# EXERCISE OBJECTIVE
Copy out every line of the data below word for word, with no changes.

# # # # # # #

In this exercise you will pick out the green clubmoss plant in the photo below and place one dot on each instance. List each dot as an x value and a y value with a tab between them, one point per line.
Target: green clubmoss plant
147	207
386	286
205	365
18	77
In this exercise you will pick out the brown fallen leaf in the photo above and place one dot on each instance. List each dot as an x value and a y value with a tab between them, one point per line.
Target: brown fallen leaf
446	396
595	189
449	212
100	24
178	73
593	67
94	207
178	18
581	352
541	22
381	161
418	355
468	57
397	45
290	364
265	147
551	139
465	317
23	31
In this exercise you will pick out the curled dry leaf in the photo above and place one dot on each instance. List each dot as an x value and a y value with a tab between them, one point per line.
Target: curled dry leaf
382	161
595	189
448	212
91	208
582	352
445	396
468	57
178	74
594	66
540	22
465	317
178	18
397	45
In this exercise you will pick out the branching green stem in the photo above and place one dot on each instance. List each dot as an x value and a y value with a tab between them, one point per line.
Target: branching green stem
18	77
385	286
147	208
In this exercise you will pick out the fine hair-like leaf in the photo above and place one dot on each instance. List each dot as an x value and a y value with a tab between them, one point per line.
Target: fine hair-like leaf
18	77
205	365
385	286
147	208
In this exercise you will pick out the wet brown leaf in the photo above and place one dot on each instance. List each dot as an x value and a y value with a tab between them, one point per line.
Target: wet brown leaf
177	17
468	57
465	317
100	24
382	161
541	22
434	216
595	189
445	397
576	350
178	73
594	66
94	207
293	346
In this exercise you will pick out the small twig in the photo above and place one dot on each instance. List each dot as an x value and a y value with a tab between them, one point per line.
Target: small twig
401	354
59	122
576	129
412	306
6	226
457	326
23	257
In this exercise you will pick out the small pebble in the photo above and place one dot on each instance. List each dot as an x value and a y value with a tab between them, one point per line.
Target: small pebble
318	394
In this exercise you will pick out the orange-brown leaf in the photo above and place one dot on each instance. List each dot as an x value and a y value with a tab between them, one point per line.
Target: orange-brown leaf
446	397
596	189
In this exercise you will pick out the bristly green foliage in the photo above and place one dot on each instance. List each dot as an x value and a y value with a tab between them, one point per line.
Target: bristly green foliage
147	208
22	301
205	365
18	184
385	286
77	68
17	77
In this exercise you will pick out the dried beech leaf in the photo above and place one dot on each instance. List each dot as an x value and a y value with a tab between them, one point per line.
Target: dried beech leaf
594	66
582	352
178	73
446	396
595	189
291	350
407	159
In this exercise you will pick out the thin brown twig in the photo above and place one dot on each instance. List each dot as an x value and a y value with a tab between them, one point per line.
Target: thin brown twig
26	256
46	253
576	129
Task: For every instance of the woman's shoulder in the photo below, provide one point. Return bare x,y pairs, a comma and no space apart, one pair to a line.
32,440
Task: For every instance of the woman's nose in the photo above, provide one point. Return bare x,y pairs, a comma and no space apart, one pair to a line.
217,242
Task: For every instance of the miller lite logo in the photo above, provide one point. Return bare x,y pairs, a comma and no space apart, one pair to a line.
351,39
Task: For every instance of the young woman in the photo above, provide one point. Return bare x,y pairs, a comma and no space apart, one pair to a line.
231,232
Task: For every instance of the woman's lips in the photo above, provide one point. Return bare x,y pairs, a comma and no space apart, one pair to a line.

# # # # # # #

# ANSWER FOR THE TASK
In this exercise you will pick out the green clubmoss plant in the photo below and place one dot on each instance. List each dot as an x value and a y value with a tab between them, one point per line.
Target: green clubmoss plant
147	207
386	286
205	365
18	77
In this exercise you will pick out the brown fallen leaf in the photo above and place one dot on each instance. List each dot as an x value and a y value with a tab between them, one point per line.
Target: brown fallen leaf
446	396
595	189
449	212
100	24
178	73
593	67
94	207
178	18
581	352
541	22
381	161
418	355
468	57
397	45
290	364
265	147
551	139
465	317
23	31
In this exercise you will pick out the curled dry leaf in the photo above and place one dot on each instance. List each dot as an x value and a y value with a tab between them, one point per line.
Target: curled dry leaf
382	161
595	189
448	212
91	208
582	352
445	396
468	57
178	74
594	66
540	22
465	317
178	18
397	45
In this exercise you will pick out the branching green stem in the photo above and place one dot on each instance. List each dot as an x value and a y value with a tab between them, one point per line.
Target: branching green stem
18	77
385	286
147	208
In this exercise you will pick out the fine hair-like leaf in the photo above and place one dot on each instance. List each dot as an x value and a y value with a tab between them, one point per line.
Target: fine hair-like leaf
18	77
205	365
385	286
147	208
In this exercise you will pick out the wet brown leaf in the photo above and place one dot on each instance. List each dot as an x value and a y value with a tab between them, one point per line.
Target: wet brown leaf
177	17
468	57
465	317
100	24
382	161
541	22
434	216
595	189
445	397
576	350
178	73
594	66
94	207
293	346
In this exercise you will pick out the small twig in the photo above and place one dot on each instance. List each dot as an x value and a y value with a tab between them, one point per line.
Target: small twig
401	354
59	122
576	129
412	306
6	226
457	326
23	257
In this exercise you will pick out the small pebble in the photo above and place one dot on each instance. List each dot as an x value and a y value with a tab between them, one point per line.
Target: small pebble
318	394
In this exercise you will pick out the orange-brown leaf in the photo above and place one dot on each instance. List each dot as an x value and a y value with a tab between them, one point per line.
Target: orange-brown leaf
446	397
596	189
In this exercise you will pick out the bristly green foliage in the photo above and place one dot on each instance. List each dot as an x value and a y value with a tab between them, one point per line.
Target: bristly green foliage
147	208
22	301
205	365
18	184
385	286
77	68
17	77
In this exercise you will pick out the dried beech leaf in the photo above and place one dot on each instance. List each dot as an x value and a y value with a tab between them, one point per line.
Target: dried beech leaf
594	66
582	352
178	73
446	396
595	189
291	350
407	159
In this exercise you will pick out the thin brown twig in the photo above and place one dot on each instance. List each dot as an x value and a y value with a tab between them, one point per line.
Target: thin brown twig
26	256
46	253
576	129
Task: For every instance of the woman's shoulder in the photo below, provide one point. Return bare x,y pairs, a comma and no space apart, one pair to a line.
32,440
Task: For every instance of the woman's nose in the photo above, provide one point. Return bare x,y pairs, a comma and no space apart, one pair to a line.
217,242
Task: For every instance of the miller lite logo in the photo above, provide one point. Return bare x,y pairs, a comma and no space apart, one pair to a line.
351,39
Task: For every instance of the young woman in the photo above, provide one point. Return bare x,y pairs, a comma and no space apart, one pair to a line.
231,232
Task: For every instance of the woman's lips in the photo above, provide one point. Return bare x,y pairs, a comma and no space apart, one pair to a line.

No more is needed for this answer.